:: Work to complete ::
Revise the material from the line containing "[indicate] the door" through the end, replacing "door frame" with "doorway" and leaving everything else unchanged. Give only those lines.
******
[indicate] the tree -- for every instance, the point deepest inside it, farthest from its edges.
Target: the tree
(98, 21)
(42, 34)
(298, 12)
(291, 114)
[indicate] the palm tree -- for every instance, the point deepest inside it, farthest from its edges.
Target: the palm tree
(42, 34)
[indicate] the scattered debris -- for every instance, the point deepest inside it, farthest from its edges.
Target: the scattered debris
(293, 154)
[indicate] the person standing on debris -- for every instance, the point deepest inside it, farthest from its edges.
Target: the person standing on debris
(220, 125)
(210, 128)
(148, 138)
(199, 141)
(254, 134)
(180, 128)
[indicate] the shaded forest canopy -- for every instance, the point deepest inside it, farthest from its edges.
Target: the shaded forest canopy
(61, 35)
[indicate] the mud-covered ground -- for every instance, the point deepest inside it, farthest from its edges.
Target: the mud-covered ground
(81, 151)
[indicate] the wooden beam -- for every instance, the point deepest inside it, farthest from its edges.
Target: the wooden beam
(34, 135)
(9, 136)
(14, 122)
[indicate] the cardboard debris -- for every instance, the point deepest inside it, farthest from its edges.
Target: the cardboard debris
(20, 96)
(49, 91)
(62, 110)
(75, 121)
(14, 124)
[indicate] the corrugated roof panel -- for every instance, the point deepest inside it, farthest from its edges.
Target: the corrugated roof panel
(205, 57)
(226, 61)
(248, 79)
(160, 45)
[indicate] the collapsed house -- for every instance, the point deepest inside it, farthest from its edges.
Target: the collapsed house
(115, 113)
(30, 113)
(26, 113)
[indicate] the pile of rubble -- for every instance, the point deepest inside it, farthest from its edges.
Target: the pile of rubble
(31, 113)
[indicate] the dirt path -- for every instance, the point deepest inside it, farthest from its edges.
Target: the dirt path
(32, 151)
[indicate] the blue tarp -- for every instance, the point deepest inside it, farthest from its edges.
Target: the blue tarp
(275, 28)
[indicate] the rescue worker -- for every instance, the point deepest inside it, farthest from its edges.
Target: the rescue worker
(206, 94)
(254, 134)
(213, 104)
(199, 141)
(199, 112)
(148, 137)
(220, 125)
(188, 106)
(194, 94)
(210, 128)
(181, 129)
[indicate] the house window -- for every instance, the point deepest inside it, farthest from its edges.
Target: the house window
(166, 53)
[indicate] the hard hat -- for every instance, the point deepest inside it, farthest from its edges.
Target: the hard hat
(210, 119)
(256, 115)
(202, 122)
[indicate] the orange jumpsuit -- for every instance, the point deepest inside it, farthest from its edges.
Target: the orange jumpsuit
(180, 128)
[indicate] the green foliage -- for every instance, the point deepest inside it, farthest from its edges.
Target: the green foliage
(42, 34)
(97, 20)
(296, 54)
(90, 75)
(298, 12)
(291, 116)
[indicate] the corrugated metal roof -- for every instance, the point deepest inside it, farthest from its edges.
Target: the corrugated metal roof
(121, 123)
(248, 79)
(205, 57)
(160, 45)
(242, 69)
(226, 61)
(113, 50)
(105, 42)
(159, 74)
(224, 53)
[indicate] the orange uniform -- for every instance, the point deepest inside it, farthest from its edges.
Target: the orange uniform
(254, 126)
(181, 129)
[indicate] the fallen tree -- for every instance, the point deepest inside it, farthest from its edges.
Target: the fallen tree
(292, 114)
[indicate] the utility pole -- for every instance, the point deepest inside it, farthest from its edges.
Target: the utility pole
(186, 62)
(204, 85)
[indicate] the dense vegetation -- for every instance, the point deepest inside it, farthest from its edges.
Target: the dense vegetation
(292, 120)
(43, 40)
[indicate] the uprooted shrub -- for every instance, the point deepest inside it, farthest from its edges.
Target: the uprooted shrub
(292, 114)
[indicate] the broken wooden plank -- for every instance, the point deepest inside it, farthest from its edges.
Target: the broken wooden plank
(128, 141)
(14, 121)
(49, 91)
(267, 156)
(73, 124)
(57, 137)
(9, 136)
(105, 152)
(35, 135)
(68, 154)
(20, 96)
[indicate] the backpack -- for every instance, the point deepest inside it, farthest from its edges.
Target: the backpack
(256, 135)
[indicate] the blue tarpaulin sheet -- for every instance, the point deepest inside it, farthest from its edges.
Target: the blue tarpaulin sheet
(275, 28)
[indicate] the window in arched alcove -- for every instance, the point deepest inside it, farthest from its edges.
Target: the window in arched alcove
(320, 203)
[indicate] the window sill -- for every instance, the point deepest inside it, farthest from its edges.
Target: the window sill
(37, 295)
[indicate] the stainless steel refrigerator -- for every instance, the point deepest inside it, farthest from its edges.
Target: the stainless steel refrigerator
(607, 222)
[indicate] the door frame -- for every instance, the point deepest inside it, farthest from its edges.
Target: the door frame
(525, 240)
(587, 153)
******
:: Solution to the exercise ::
[indicate] the doorway -- for every instance, the point deepest inside it, farthest from its edges.
Target: the doorway
(525, 240)
(587, 153)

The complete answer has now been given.